> Excerto da página
O tronco cresceu, cresceu, cresceu, e retorceu-se e ficou oco. Uma fenda entre duas pernadas é um convite a admirá-la por dentro. Uma mesa e banco, feitos de madeira (será da própria?), aguardam as risadas das crianças e a curiosidade dos adultos, se estiverem dispostos a um pouco de contorcionismo.

No seu interior oco, a brisa não é já tão fria, o sol atravessa orifícios ovais e traça raios luminosos no ar, como nos vitrais de uma catedral. Ao olhar para cima, destaca-se um tronco, a parte central da oliveira, já morto. As pernadas balançam empurradas pelo vento e os pássaros entretêm-se a chilrear escondidos entre a folhagem viçosa.

Os barulhos da civilização, carros que chegam ao aldeamento turístico onde se encontra no Algarve e até aviões, parecem mais distantes. O interior da árvore é como um casulo.

Em dois milénios, deve ter escutado muitas conversas, passado por provações e dado de comer a muita gente com as suas azeitonas e o azeite que delas produziu. Muita gente deve ter alumiado também. 

A que doenças e pragas sobreviveu? A quem deu sombra e encosto? Por sorte, não houve incêndios que a destruíssem, nem ninguém que a cortasse ou podasse a ponto de a matar.

Faz agora sombra a algumas moradias, caiadas de branco, portadas das janelas abertas, mas sem ninguém que responda ao toque da campainha, no aldeamento turístico de Pedras d"el Rei, na freguesia de Santa Luzia, a poucos quilómetros de Tavira.

> Questões de estudo
1) Segundo o excerto, em que freguesia se situa o aldeamento turístico onde se encontra a oliveira?
2) Transcreva todas as frases interrogativas presentes no excerto.
3) Reproduza fielmente a passagem do excerto que vai de "No seu interior" a "a folhagem viçosa.".
Utilize apenas o excerto para responder.

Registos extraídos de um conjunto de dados
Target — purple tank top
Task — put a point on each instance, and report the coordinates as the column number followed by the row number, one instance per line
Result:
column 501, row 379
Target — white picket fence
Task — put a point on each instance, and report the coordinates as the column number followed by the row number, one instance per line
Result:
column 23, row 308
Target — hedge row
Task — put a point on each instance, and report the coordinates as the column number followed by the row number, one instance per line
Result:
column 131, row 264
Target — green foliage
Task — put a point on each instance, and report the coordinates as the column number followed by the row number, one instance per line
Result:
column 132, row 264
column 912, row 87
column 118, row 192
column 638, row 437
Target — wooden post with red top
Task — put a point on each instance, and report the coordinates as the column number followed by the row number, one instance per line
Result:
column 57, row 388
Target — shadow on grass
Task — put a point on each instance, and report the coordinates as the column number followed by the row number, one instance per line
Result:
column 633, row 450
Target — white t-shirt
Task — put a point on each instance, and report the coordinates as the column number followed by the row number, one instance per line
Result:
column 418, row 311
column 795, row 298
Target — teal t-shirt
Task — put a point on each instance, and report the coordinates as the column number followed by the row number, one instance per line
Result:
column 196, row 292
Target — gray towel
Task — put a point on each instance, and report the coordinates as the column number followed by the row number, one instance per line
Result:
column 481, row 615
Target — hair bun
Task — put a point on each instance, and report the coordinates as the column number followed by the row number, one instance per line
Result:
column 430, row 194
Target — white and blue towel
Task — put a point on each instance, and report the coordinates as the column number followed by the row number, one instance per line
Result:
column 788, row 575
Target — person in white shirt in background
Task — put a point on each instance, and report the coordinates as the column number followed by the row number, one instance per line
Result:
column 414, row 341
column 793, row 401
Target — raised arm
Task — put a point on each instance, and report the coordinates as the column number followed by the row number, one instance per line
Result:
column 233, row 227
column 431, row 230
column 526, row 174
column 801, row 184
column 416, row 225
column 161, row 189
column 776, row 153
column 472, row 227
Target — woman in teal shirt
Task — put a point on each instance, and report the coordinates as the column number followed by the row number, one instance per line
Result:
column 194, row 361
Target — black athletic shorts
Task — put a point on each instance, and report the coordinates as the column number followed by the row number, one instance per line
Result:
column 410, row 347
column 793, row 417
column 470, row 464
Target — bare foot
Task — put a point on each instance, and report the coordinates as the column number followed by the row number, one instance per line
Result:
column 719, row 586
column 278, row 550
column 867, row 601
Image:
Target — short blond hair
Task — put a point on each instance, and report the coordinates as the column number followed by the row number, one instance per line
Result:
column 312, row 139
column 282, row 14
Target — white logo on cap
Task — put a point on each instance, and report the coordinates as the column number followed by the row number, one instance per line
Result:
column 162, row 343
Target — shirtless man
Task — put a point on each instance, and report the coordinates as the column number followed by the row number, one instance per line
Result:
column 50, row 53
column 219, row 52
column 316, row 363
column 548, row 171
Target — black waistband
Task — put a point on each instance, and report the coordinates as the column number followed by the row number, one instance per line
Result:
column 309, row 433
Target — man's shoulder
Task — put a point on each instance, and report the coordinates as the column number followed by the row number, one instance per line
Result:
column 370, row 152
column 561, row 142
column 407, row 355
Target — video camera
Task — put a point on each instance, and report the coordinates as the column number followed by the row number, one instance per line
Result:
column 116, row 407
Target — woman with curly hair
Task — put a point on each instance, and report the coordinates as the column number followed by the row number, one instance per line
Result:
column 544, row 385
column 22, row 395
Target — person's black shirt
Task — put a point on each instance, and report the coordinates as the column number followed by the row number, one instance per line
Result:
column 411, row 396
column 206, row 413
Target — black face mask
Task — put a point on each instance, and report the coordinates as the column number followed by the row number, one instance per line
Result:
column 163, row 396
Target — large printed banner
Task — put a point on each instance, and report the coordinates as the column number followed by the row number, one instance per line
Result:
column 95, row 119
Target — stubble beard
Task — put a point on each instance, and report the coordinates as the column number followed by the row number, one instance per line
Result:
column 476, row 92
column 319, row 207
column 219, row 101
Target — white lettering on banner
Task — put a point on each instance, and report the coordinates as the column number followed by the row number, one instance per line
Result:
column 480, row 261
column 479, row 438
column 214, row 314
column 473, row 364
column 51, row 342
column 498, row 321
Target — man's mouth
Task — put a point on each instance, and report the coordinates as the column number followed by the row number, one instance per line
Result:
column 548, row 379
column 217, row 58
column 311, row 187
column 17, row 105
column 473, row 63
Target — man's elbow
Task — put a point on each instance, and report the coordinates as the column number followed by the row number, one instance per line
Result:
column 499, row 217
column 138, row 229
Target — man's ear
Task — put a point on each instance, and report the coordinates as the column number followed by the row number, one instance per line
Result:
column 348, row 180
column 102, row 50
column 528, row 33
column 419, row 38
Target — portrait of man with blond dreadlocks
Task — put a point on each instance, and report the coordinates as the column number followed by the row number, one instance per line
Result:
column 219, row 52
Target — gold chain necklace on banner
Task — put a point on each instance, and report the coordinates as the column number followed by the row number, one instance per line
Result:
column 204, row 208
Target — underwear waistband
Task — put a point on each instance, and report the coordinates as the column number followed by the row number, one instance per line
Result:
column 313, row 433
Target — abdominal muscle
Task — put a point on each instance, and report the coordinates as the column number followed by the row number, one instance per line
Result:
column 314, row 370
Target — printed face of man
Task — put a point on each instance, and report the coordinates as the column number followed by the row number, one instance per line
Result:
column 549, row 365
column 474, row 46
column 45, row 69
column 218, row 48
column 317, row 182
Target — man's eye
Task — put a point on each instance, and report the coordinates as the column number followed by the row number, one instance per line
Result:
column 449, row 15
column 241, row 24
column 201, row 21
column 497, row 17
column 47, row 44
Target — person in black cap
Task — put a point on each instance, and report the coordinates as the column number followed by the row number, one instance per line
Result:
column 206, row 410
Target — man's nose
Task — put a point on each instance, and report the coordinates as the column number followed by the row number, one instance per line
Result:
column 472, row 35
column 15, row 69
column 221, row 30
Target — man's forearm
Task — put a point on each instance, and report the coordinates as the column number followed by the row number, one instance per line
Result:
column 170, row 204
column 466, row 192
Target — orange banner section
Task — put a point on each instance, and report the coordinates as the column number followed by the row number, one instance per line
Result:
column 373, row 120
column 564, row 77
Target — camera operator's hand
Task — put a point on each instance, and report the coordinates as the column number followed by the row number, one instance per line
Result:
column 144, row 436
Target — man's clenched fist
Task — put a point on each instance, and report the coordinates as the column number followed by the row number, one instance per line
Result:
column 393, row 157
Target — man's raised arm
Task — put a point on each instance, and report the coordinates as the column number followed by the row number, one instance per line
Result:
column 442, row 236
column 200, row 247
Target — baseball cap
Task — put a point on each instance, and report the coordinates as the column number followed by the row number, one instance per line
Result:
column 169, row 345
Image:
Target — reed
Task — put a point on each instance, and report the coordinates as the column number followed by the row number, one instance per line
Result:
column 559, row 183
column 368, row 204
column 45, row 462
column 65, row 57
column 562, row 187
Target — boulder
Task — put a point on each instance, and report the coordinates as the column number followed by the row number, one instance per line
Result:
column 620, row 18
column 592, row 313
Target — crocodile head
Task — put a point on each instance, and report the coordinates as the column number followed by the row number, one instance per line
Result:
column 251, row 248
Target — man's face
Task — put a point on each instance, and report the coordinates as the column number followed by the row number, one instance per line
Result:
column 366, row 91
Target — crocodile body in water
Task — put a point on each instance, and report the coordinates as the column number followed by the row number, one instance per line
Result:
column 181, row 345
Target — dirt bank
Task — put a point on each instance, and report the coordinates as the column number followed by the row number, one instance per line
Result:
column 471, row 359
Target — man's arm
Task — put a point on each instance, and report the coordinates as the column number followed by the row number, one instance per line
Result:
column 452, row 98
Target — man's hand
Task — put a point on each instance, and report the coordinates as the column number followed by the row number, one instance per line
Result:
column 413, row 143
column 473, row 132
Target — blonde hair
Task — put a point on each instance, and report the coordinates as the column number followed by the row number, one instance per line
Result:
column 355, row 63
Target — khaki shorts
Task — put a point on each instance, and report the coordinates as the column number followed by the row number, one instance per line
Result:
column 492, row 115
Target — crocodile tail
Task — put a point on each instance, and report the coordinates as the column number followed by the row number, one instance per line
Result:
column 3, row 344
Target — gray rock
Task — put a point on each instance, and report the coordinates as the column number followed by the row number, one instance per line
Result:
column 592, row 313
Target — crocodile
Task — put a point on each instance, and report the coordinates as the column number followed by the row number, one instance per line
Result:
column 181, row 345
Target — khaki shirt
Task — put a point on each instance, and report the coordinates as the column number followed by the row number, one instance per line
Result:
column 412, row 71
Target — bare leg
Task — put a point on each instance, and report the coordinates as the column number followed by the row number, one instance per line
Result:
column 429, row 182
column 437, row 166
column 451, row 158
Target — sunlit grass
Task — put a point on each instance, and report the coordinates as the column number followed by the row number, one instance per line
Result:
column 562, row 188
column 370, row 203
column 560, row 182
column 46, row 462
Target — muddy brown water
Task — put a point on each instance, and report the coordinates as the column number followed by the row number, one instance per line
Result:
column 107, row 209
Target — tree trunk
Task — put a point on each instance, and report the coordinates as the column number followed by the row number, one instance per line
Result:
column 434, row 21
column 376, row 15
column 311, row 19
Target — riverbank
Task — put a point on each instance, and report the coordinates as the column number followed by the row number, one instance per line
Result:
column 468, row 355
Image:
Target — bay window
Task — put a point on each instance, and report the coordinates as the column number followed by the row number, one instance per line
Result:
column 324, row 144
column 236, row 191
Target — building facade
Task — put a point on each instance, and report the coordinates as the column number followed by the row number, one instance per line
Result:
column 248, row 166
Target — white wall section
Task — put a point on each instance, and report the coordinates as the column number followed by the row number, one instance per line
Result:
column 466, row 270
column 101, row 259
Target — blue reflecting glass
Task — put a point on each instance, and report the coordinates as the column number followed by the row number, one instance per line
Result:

> Respostas por tarefa
1) Na freguesia de Santa Luzia.

2)
- será da própria?
- A que doenças e pragas sobreviveu?
- A quem deu sombra e encosto?

3)
No seu interior oco, a brisa não é já tão fria, o sol atravessa orifícios ovais e traça raios luminosos no ar, como nos vitrais de uma catedral. Ao olhar para cima, destaca-se um tronco, a parte central da oliveira, já morto. As pernadas balançam empurradas pelo vento e os pássaros entretêm-se a chilrear escondidos entre a folhagem viçosa.